◆ **Records shown**
☆ ☆ ☆ ☆

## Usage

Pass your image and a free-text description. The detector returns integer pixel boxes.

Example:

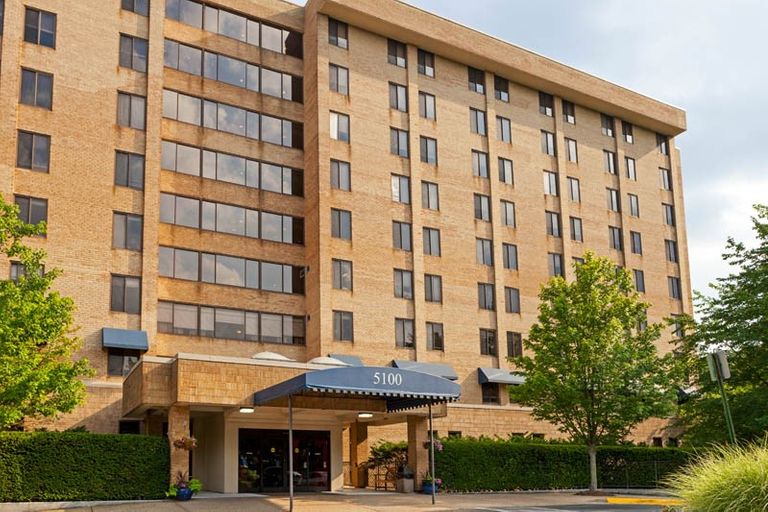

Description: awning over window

☆ ☆ ☆ ☆

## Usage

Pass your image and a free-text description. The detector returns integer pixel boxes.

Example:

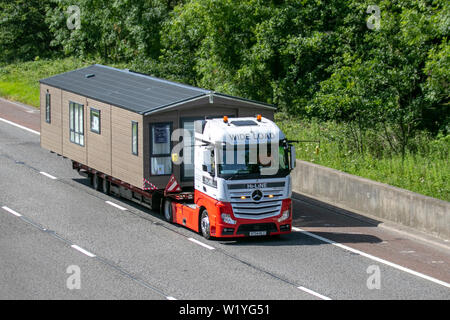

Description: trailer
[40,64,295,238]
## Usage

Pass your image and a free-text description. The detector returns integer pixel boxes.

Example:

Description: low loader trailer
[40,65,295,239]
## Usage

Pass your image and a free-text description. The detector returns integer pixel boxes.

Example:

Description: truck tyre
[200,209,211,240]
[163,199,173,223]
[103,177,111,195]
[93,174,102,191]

☆ ☆ ☆ ☆

◆ **Exercise**
Return every line of the records that contains the string "trailer", with case counting.

◆ **Solution to this exercise**
Description: trailer
Description: low loader trailer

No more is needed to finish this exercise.